● **Objective**:
Rewrite the material from the line with "Looking at the image above, tell me: is any fish mouth" up to and including the line with "xmin=16 ymin=93 xmax=91 ymax=180", replacing "specify the region" with "give the region" and leaving everything else unchanged.

(Records from a collection)
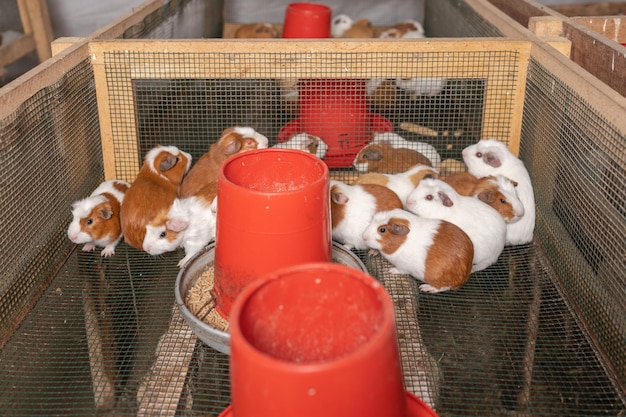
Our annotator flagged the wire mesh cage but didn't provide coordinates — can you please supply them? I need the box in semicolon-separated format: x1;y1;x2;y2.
0;2;626;416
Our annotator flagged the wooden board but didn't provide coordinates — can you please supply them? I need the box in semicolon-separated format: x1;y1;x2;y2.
90;38;531;181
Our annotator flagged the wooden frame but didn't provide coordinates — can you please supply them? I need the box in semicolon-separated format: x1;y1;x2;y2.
0;0;52;68
90;38;531;181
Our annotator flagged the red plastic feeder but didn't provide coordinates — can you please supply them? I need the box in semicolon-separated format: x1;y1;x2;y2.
213;148;332;318
221;263;436;417
278;78;393;168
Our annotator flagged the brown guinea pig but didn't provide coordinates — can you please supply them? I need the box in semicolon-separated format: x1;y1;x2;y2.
67;180;130;256
443;172;524;223
330;180;402;249
363;209;474;293
234;23;278;39
179;126;268;204
353;142;432;174
354;164;439;204
120;145;191;250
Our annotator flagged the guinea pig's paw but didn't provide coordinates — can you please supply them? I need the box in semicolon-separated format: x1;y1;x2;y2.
100;246;115;258
82;243;96;252
420;284;450;294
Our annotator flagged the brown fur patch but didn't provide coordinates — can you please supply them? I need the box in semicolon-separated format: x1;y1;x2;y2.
361;184;403;211
409;166;439;187
424;220;474;289
378;217;411;255
180;127;259;201
80;193;122;240
355;143;432;174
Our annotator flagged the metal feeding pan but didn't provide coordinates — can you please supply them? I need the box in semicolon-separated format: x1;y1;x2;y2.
175;242;367;355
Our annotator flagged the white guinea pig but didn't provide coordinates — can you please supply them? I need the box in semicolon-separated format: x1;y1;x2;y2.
67;180;130;256
406;179;506;272
330;14;354;38
363;209;474;293
370;132;441;169
143;197;216;268
273;133;328;159
463;139;535;245
330;180;402;249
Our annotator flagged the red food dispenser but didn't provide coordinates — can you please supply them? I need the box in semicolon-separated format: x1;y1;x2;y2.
278;78;393;168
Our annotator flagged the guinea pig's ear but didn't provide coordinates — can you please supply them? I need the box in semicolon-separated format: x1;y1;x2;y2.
483;152;502;168
387;220;411;236
363;149;383;161
224;137;241;155
437;191;454;207
476;189;496;204
98;204;113;220
165;218;189;233
330;191;350;204
159;154;178;172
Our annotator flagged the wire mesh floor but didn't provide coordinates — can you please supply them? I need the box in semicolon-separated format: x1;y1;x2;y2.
0;236;626;416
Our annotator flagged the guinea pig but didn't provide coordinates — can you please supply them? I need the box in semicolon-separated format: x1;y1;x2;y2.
67;180;130;257
462;139;535;245
330;14;354;38
234;23;278;38
143;197;216;268
365;78;398;110
370;132;441;169
273;133;328;159
396;77;448;96
354;165;439;204
179;126;268;204
406;179;506;272
120;145;191;250
353;143;431;174
442;172;524;223
340;19;374;38
363;209;474;293
378;20;425;39
330;180;402;249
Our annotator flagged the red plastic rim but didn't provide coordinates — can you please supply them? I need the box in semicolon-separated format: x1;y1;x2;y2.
218;391;439;417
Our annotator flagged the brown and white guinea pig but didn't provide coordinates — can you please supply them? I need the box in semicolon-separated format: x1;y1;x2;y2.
353;143;431;174
363;209;474;293
234;23;278;39
330;180;402;249
442;172;524;223
120;145;191;250
143;197;217;268
179;126;268;204
354;164;439;204
462;139;535;245
67;180;130;256
365;78;398;110
341;19;374;39
406;178;506;272
273;133;328;159
370;132;441;169
379;20;425;39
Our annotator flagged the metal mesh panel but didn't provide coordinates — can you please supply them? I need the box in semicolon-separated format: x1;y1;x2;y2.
522;57;626;396
0;60;102;339
424;0;502;38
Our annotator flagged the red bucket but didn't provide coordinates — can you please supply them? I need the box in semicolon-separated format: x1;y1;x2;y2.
213;148;332;318
278;79;393;167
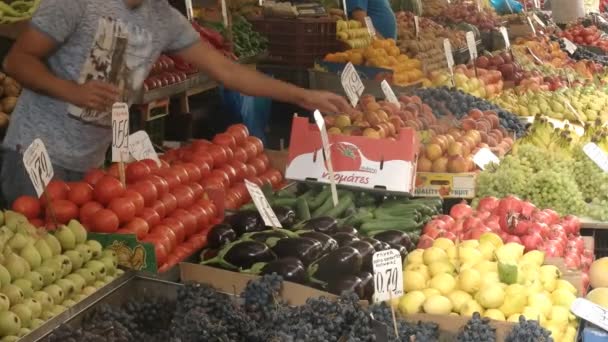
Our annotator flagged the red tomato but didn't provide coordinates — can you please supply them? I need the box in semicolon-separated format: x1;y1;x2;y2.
161;217;186;241
138;208;161;227
123;189;144;215
125;162;151;183
131;180;158;207
79;202;103;226
123;217;150;240
68;182;93;206
232;146;247;163
11;196;42;220
212;133;236;148
92;209;119;233
108;197;135;224
226;124;249;145
171;185;194;208
83;169;106;186
93;176;125;205
209;145;228;167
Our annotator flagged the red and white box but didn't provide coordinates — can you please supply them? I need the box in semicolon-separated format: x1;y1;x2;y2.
285;116;419;194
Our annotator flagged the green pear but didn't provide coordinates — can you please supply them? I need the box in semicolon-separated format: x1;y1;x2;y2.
32;291;55;312
55;225;76;251
68;220;87;243
13;278;34;298
23;298;42;318
10;303;32;326
42;284;63;304
19;243;42;269
0;284;24;305
42;234;61;255
87;240;103;259
0;311;21;336
23;271;44;291
74;243;93;267
63;250;84;271
34;239;53;260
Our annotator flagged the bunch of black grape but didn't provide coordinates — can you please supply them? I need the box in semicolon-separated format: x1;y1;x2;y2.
505;316;553;342
370;303;439;342
456;312;496;342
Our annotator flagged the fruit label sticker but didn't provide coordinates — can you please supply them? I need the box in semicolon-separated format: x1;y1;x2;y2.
380;80;399;105
314;110;338;207
466;31;477;61
372;249;403;303
473;147;500;170
245;179;283;228
499;26;511;50
112;102;129;162
562;38;577;54
365;17;376;38
340;62;365;107
23;139;54;197
583;143;608;172
129;131;160;165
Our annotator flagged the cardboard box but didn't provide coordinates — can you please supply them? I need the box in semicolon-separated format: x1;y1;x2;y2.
414;172;477;199
285;117;419;194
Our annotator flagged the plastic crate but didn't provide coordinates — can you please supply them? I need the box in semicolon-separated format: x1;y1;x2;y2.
251;18;339;67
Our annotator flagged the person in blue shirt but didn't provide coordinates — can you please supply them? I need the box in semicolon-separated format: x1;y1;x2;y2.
346;0;397;39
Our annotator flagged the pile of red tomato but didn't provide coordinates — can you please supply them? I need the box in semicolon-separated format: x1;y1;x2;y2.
12;125;282;271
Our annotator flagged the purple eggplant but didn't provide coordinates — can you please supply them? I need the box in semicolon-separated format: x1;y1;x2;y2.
298;231;338;255
308;246;363;283
270;237;323;266
207;223;237;248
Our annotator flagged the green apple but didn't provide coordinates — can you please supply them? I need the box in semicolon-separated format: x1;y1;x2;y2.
23;271;42;291
87;240;103;259
42;284;64;305
32;291;55;312
55;225;76;251
0;311;21;336
11;303;32;326
0;284;24;305
13;278;34;298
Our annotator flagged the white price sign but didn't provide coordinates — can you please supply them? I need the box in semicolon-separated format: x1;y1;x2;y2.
129;131;160;165
583;143;608;172
313;110;338;207
340;62;365;107
473;147;500;170
380;80;399;105
466;31;477;62
245;179;283;228
112;102;129;162
372;249;403;303
498;26;511;50
365;17;376;38
23;139;54;197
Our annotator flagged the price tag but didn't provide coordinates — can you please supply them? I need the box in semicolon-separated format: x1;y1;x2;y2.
245;179;283;228
380;80;399;105
583;143;608;172
372;249;403;303
365;17;376;38
473;147;500;170
340;62;365;107
129;131;160;165
466;31;477;62
313;110;340;207
562;38;578;54
498;26;511;50
112;102;129;162
23;139;54;197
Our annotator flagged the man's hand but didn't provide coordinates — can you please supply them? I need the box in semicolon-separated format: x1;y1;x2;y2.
297;89;351;114
70;81;120;112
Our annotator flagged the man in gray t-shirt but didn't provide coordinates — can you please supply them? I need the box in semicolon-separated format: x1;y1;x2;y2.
2;0;347;204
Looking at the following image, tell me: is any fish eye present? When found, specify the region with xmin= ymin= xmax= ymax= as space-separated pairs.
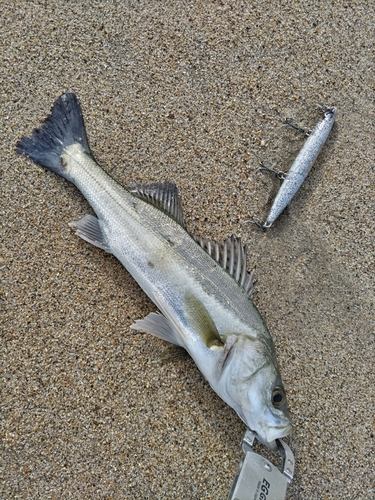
xmin=272 ymin=387 xmax=285 ymax=408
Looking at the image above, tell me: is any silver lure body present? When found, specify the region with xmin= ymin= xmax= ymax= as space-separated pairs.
xmin=263 ymin=106 xmax=337 ymax=228
xmin=17 ymin=94 xmax=291 ymax=449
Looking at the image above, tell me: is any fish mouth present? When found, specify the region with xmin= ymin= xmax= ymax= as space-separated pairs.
xmin=256 ymin=423 xmax=292 ymax=451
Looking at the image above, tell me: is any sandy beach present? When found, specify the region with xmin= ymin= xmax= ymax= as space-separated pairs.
xmin=0 ymin=0 xmax=375 ymax=500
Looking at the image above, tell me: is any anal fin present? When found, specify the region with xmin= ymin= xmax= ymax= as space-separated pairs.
xmin=69 ymin=214 xmax=112 ymax=253
xmin=130 ymin=313 xmax=184 ymax=347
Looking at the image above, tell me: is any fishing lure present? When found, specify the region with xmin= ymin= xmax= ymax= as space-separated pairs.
xmin=247 ymin=106 xmax=337 ymax=231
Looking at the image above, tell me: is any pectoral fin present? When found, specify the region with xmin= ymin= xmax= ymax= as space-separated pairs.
xmin=185 ymin=292 xmax=224 ymax=348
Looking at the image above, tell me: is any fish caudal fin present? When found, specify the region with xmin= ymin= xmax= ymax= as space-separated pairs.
xmin=16 ymin=93 xmax=90 ymax=179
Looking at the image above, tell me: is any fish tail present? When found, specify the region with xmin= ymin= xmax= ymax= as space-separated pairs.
xmin=16 ymin=93 xmax=91 ymax=180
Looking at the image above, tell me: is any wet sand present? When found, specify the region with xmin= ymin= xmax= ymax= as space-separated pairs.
xmin=0 ymin=0 xmax=375 ymax=500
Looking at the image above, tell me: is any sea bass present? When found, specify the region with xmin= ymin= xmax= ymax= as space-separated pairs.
xmin=17 ymin=93 xmax=291 ymax=449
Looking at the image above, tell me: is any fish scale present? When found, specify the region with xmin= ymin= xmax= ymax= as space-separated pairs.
xmin=17 ymin=94 xmax=291 ymax=449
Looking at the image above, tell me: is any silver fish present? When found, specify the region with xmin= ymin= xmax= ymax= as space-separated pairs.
xmin=257 ymin=106 xmax=337 ymax=229
xmin=17 ymin=93 xmax=291 ymax=449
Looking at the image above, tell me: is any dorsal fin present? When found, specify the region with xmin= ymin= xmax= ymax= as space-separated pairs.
xmin=129 ymin=182 xmax=185 ymax=227
xmin=194 ymin=235 xmax=255 ymax=297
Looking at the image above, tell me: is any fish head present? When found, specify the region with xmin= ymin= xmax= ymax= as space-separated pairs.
xmin=220 ymin=335 xmax=292 ymax=450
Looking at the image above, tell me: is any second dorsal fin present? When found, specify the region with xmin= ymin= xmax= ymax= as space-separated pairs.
xmin=129 ymin=182 xmax=185 ymax=227
xmin=194 ymin=235 xmax=255 ymax=297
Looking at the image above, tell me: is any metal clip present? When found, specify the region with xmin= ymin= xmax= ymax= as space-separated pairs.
xmin=228 ymin=430 xmax=294 ymax=500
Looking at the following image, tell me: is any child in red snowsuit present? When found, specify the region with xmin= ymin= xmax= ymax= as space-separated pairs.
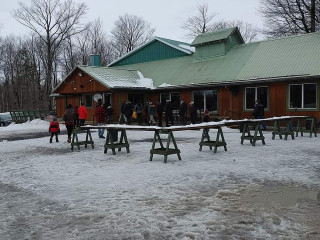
xmin=49 ymin=117 xmax=60 ymax=143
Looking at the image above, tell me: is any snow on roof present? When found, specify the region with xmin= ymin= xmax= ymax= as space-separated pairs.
xmin=178 ymin=44 xmax=196 ymax=52
xmin=159 ymin=83 xmax=174 ymax=88
xmin=137 ymin=71 xmax=155 ymax=89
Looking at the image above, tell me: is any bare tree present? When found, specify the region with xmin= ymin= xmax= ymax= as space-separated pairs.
xmin=260 ymin=0 xmax=320 ymax=37
xmin=59 ymin=19 xmax=113 ymax=76
xmin=111 ymin=14 xmax=155 ymax=57
xmin=182 ymin=3 xmax=216 ymax=39
xmin=12 ymin=0 xmax=87 ymax=108
xmin=214 ymin=20 xmax=260 ymax=43
xmin=182 ymin=3 xmax=259 ymax=42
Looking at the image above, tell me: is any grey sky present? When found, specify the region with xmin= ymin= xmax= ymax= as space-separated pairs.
xmin=0 ymin=0 xmax=263 ymax=41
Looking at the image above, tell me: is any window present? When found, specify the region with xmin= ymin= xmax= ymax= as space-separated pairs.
xmin=289 ymin=83 xmax=317 ymax=109
xmin=245 ymin=87 xmax=268 ymax=110
xmin=128 ymin=93 xmax=145 ymax=106
xmin=171 ymin=93 xmax=181 ymax=110
xmin=160 ymin=93 xmax=181 ymax=110
xmin=193 ymin=89 xmax=218 ymax=112
xmin=103 ymin=93 xmax=112 ymax=106
xmin=84 ymin=94 xmax=93 ymax=107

● **Response to this task**:
Looking at the image above, tell me: is any fish mouth present? When found, give the region with xmin= ymin= xmax= ymax= as space-separated pairs.
xmin=256 ymin=423 xmax=292 ymax=451
Looking at the image above, tell me: is any sandy beach present? When found, give the region with xmin= ymin= xmax= ymax= as space-separated pairs.
xmin=0 ymin=0 xmax=375 ymax=500
Looking at the image above, tell me: is any anal fin present? When found, give the region with xmin= ymin= xmax= ymax= as space-separated pairs.
xmin=69 ymin=214 xmax=112 ymax=253
xmin=130 ymin=313 xmax=184 ymax=347
Looking at the image above, tell me: is any fishing lure present? When found, give the region with xmin= ymin= xmax= ymax= as space-separated pairs.
xmin=247 ymin=106 xmax=337 ymax=231
Looking at the image above, tell me: is any pectoral fin present? When found, give the region with xmin= ymin= xmax= ymax= as space-separated pairs.
xmin=185 ymin=292 xmax=224 ymax=348
Looking at the image above, tell me: is any fish caudal fin present? When found, give the region with xmin= ymin= xmax= ymax= as space-separated pairs.
xmin=16 ymin=93 xmax=90 ymax=179
Looking at the image above, tell me: is any fish tail present? When found, give the region with xmin= ymin= xmax= ymax= as space-separated pairs.
xmin=16 ymin=93 xmax=91 ymax=180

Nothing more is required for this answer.